138. The Buddha then spoke in verse:

139. “In a quiet place, Buddha Vipaśyin again had this thought: ‘Now, I’ve attained this unsurpassed teaching that’s profound, subtle, hard to understand, hard to see, calming, pure, known by the wise, and not within the reach of ordinary fools. This is because sentient beings acknowledge different things, have different views, accept different things, and have different trainings. Based on their different views, they each pursue what delights them and study their professions. They therefore can’t understand this profound dependent origination, but nirvāṇa’s end of craving is twice as hard to know. If I were to teach it, they surely wouldn’t understand, and I’d be troubled by it.’ After having this thought, he remained silent and didn’t go on to teach the Dharma.

140. “Knowing what the Buddha Vipaśyin was thinking, the Brahma King thought to himself, ‘Now, it’ll be very sad when this world is destroyed. Buddha Vipaśyin has attained knowledge of this profound and subtle teaching, but he doesn’t want to teach it!’ In the time it takes a strong man to flex his arm, Brahma instantly came down from his Brahma Heaven palace to stand in front of the Buddha. He bowed his head at the Buddha’s feet and withdrew to stand to one side.

141. “The Brahma King knelt on his right knee and saluted the Buddha with his palms together. He said, ‘Please, Bhagavān, use this time to teach the Dharma! These sentient beings today have weakened their defilements, their faculties are strong, they’re respectful, and they could be easily educated. Fearing the afterlife and having no salvation from misdeeds, they can desist from their evil ways and be born in good destinies.’

142. “That Buddha told the Brahma King, ‘So it is, so it is! It’s as you say, but I thought to myself in a quiet place, “The correct Dharma I’ve attained is profound and subtle. If I taught it to others, they surely wouldn’t understand, and I’d be troubled by it.” So, I’m silent, not wanting to teach the Dharma. I’ve gone through countless eons of hardship without quitting and cultivated the unsurpassed practice. Now, I’ve won this hard to get Dharma for the first time. If I taught it to lustful, hateful, and ignorant sentient beings, they’d surely not put it into practice. It would be pointless and wearisome. This teaching is subtle and contradicts the world. Sentient beings who are defiled by desire and benighted by foolishness can’t be confident about it. Brahma King, I observe this to be so. That’s why I’ve remained silent and don’t want to teach the Dharma.’

143. “The Brahma King repeated his encouragement three times in earnest: ‘Bhagavān, if the Dharma isn’t taught, then it’ll be very sad when the world is destroyed. Please, Bhagavān, take this time to expound it. Don’t let sentient beings fall to other destinies!’

144. “The Bhagavān listened to the Brahma King repeat this encouragement three times, and he then looked at the world with his buddha eye. Sentient beings had weakened their defilements, and their faculties were sharp and dull, so teaching them would be hard with some and easy with others. Those who easily accepted the teaching feared their misdeeds in the afterlife, so they could desist from their evil ways and be born in good destinies. They were like utpala flowers, padma flowers, kumuda flowers, and puṇḍarīka flowers. Whether they’re beginning to grow from the muck but haven’t emerged from the water, they’ve grown enough to emerged from the water, or they’ve emerged from the water but haven’t bloomed yet, they’d easily bloom when they didn’t have the water’s muck clinging to them. The world’s sentient beings were likewise.

^^^^^^^^^^^^^^^^

● **STATED EXERCISE A**
Please pick out every line of the records that contains the string "lattice" and copy each one. Case counts.

Excerpts from point annotation data
^^^^^^^^^^^^^^^^

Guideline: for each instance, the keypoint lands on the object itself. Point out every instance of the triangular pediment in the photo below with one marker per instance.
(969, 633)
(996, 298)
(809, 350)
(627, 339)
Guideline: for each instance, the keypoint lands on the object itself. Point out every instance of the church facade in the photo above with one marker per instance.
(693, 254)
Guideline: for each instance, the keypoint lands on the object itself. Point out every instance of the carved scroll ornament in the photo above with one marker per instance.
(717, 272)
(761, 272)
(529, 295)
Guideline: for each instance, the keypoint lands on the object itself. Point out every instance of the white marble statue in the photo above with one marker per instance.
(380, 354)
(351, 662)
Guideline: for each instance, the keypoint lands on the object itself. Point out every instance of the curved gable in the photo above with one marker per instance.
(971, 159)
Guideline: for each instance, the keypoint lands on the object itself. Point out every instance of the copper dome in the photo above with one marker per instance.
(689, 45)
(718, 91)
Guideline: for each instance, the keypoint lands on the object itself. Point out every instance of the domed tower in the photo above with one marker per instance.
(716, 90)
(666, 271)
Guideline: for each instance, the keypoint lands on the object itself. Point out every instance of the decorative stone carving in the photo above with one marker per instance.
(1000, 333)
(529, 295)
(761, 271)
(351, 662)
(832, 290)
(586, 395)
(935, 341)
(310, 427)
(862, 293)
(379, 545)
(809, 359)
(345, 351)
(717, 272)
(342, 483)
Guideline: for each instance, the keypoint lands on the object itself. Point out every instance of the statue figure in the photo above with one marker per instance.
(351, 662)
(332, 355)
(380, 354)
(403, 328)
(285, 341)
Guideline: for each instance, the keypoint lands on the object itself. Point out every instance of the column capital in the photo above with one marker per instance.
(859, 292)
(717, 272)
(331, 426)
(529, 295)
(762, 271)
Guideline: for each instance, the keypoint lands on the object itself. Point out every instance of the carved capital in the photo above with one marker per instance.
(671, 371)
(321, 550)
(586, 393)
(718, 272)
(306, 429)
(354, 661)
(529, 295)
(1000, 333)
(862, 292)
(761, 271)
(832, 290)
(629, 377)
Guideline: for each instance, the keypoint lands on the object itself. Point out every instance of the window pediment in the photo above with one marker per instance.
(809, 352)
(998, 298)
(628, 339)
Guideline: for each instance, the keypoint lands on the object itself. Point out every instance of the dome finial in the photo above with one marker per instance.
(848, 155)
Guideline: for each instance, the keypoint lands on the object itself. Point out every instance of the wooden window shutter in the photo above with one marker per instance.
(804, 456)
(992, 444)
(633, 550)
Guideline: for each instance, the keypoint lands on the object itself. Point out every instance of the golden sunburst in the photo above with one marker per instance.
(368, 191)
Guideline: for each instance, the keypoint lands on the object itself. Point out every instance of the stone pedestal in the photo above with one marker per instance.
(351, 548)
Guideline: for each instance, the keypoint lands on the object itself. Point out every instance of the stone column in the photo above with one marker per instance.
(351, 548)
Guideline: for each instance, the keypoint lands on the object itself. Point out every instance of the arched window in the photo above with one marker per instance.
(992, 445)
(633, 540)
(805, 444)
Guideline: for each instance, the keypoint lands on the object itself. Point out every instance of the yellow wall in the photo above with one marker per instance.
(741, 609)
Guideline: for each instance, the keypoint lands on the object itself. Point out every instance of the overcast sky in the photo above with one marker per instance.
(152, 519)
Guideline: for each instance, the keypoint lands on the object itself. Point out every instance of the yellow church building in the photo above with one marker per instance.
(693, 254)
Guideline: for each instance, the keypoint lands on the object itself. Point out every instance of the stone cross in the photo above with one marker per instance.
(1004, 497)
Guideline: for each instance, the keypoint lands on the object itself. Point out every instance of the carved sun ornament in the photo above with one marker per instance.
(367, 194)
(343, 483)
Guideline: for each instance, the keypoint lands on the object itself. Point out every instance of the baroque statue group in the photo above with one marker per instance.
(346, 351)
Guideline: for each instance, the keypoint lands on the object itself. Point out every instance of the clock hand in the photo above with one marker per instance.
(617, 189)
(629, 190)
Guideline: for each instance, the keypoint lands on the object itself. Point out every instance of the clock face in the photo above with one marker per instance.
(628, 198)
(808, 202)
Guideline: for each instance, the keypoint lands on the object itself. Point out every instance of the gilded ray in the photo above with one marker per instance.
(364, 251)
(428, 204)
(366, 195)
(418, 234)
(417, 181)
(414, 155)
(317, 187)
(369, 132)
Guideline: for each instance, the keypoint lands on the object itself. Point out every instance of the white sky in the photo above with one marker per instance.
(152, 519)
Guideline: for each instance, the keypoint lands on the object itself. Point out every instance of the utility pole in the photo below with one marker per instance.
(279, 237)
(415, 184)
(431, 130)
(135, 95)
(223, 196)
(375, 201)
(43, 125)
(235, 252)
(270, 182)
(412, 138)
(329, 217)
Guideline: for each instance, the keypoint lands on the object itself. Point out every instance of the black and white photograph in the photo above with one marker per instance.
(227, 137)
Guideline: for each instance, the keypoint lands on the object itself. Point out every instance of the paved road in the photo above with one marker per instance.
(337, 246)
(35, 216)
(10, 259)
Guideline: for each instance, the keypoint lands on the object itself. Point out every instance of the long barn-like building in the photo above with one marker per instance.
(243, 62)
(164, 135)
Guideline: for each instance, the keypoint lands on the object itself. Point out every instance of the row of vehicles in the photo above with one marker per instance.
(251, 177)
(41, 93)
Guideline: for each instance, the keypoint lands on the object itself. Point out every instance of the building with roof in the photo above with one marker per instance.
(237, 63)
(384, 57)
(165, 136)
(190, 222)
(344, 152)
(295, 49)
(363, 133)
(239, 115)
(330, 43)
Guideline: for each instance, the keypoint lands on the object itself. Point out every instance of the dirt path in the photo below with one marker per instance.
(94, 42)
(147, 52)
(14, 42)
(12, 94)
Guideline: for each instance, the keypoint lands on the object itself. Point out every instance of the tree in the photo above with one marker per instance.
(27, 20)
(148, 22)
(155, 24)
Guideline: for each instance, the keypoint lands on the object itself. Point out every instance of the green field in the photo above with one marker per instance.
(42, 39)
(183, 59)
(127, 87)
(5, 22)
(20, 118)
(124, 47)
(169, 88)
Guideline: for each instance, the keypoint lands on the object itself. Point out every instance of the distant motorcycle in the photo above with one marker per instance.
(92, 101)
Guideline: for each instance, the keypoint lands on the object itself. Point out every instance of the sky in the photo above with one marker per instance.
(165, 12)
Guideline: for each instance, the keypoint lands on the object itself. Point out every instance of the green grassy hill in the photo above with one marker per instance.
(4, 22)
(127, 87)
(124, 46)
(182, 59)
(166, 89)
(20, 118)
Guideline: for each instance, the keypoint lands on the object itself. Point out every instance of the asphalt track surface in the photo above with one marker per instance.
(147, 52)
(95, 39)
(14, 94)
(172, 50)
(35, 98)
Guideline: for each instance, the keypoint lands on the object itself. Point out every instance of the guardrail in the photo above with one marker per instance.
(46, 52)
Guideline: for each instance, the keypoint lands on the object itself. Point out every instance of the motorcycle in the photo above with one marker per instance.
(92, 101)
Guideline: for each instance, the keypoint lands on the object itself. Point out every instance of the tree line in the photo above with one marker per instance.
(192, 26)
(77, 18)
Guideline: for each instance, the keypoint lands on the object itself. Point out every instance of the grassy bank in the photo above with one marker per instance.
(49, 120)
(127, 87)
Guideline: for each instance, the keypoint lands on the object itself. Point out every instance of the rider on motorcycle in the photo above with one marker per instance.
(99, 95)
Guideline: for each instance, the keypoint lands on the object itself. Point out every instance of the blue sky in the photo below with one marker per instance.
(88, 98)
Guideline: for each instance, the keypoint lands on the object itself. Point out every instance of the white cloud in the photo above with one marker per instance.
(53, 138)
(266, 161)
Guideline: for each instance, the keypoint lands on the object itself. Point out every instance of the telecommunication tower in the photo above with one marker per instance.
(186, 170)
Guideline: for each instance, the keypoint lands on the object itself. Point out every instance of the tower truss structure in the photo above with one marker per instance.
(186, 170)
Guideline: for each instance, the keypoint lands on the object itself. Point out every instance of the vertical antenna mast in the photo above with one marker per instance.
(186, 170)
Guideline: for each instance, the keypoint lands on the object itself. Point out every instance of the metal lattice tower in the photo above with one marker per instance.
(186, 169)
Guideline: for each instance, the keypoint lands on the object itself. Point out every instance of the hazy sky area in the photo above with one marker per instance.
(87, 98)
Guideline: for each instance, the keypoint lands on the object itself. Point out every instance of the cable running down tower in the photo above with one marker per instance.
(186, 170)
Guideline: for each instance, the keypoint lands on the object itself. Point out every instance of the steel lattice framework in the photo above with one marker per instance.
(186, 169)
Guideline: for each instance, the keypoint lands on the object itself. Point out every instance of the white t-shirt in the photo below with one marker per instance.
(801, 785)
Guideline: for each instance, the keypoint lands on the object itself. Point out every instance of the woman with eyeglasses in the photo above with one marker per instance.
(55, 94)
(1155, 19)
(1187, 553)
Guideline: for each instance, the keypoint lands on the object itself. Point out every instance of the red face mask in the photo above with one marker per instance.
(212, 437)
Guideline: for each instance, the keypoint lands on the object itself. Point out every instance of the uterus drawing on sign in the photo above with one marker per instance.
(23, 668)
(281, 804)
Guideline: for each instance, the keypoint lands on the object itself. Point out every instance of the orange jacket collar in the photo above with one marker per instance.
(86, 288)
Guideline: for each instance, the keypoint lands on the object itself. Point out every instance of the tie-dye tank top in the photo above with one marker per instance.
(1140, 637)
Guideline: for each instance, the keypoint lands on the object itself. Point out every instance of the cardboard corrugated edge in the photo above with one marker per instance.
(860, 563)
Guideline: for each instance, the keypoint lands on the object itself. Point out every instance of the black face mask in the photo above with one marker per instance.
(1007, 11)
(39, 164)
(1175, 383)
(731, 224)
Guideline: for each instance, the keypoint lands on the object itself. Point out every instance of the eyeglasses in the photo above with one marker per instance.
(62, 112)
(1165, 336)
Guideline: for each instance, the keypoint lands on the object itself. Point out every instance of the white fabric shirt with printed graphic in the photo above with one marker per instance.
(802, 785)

^^^^^^^^^^^^^^^^

● **STATED EXERCISE B**
Name all the kinds of flowers mentioned in the passage about Buddha Vipaśyin.

● **CORRECT ANSWER A**
Guideline: for each instance, the keypoint lands on the object itself. Point out every instance of the metal lattice tower in the photo above with one marker per instance.
Guideline: for each instance, the keypoint lands on the object itself. Point out every instance of the steel lattice framework in the photo above with one marker per instance.

● **CORRECT ANSWER B**
utpala, padma, kumuda, puṇḍarīka